Could automation save the foodservice industry?
Tight profit margins and increasing labour costs may force reinvention of the foodservice industry, with automation offering the potential to offset increasing wage costs.
A study by US researchers has found that businesses in the foodservice industry are significantly more labour intensive and have decreasing returns to scale compared to other service industries, and that simply raising prices to become profitable may not solve the core problem.
“Some aspects of the foodservice model will have to be rethought,” said Amit Sharma, associate professor of hospitality management, Penn State. “Professionals in the foodservice industry need to find a way that will be economically viable and sustainable in the future, which might mean rethinking the model of how the business is being run.”
The researchers, who report their findings in the International Journal of Contemporary Hospitality Management, said that compared to other industries, the foodservice industry performed significantly differently in intermediate input. A key indicator of the partly finished goods value that an industry produces, intermediate input is calculated by taking an industry’s gross output and subtracting its value added — employee compensation, taxes on production and imports less duties and gross operating surplus.

- [THE PROBLEM] Continue the article on automation in the foodservice industry, picking up after its final sentence.

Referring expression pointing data
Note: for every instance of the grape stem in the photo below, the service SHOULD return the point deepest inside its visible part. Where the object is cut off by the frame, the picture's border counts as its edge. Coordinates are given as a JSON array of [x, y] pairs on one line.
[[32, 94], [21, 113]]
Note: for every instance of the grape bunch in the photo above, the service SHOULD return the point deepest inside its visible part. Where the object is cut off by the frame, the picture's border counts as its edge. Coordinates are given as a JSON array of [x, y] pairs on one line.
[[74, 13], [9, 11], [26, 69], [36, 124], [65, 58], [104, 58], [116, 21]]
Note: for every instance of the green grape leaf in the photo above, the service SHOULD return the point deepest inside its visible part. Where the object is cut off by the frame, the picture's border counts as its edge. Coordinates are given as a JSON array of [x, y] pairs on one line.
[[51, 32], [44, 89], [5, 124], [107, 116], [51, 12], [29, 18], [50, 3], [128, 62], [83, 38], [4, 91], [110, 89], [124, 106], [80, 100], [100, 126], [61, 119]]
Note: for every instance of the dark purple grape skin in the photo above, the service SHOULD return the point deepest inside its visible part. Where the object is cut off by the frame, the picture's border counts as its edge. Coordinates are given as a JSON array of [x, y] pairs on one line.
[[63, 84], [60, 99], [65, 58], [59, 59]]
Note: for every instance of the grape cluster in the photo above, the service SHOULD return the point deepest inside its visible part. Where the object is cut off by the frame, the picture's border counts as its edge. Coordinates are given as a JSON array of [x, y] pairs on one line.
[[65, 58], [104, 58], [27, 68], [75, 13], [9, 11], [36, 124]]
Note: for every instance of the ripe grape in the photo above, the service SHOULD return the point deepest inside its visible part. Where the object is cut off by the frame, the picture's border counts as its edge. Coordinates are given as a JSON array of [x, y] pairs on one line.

- [RESPONSE TO THIS EXERCISE]
“Intermediate input measures what goods and services an industry is either getting from its suppliers and/or how much value the industry is adding before they pass the final product onto consumers,” said Sharma. “In this case, restaurant owners may buy raw vegetables, turn them into a meal and then sell that dish to customers, or buy prepared vegetables, such as chopped lettuce and use them to create the meal or dish.”
The intermediate input for the foodservice industry is actually negative, while all other service industries showed a positive intermediate input, according to the research.
“So, what this means is that if your intermediate input is negative, either the industry gross output is low, or value added is high,” said Sharma.
The study shows that the foodservice industry gross output is also relatively lower than that of other service industries and that foodservice businesses have decreasing returns to scale. This means that increasing all inputs would lead to disproportionately lower increase in total output.
Sharma said that businesses could better use automation and technology to improve efficiency and save on labour costs.
“We are not talking about robotic restaurants, but we are now looking at where automation makes sense,” Sharma said. “Small measures of automation can also help, as long as it is focused on increased customer service while increasing labour efficiencies.”
For example, a restaurant could install technology that lets customers alert staff when they need assistance, rather than have the staff check on them every few minutes.
“There have been similar studies, for instance, in the manufacturing industry, but we wanted to compare our industry — hotel, restaurant and recreation-gaming industries — with the rest of the service sector,” said Sharma.